Requirements: Echo each of the rows below word for word, leaving out the pictures.

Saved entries
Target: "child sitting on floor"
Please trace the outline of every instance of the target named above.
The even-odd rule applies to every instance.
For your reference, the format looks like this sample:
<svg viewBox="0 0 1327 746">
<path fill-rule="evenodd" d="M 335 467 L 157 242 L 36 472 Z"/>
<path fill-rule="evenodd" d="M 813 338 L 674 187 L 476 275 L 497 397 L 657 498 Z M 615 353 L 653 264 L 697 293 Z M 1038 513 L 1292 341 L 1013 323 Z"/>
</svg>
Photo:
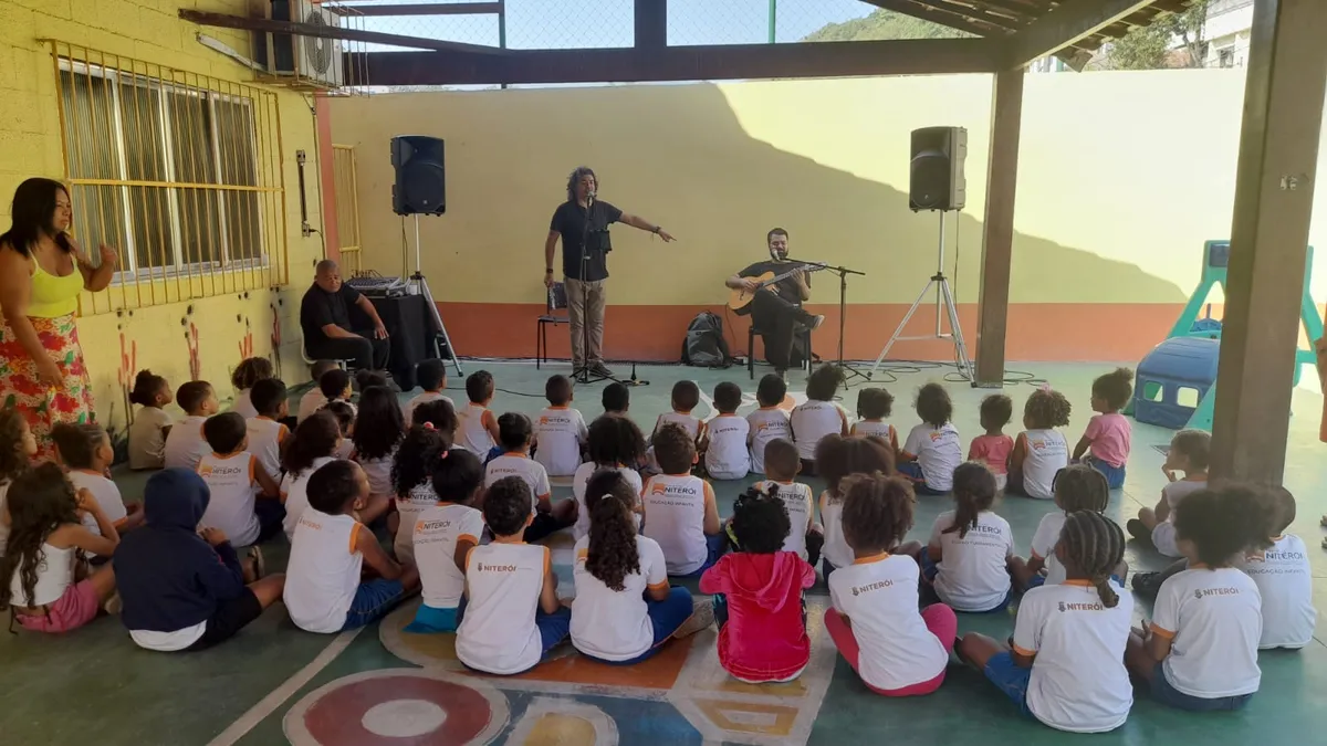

Completed exercise:
Target: "child sitting on floor"
Please trace the outline of every instance of the target named above.
The even-odd rule applies to every instance.
For your reference, the format looks like this sample:
<svg viewBox="0 0 1327 746">
<path fill-rule="evenodd" d="M 335 467 L 157 242 L 36 472 Z"/>
<path fill-rule="evenodd" d="M 813 338 L 674 187 L 476 275 L 497 397 L 657 498 Z M 615 353 L 653 264 L 697 293 Z M 1038 513 L 1292 341 L 1013 323 Z"/>
</svg>
Photo:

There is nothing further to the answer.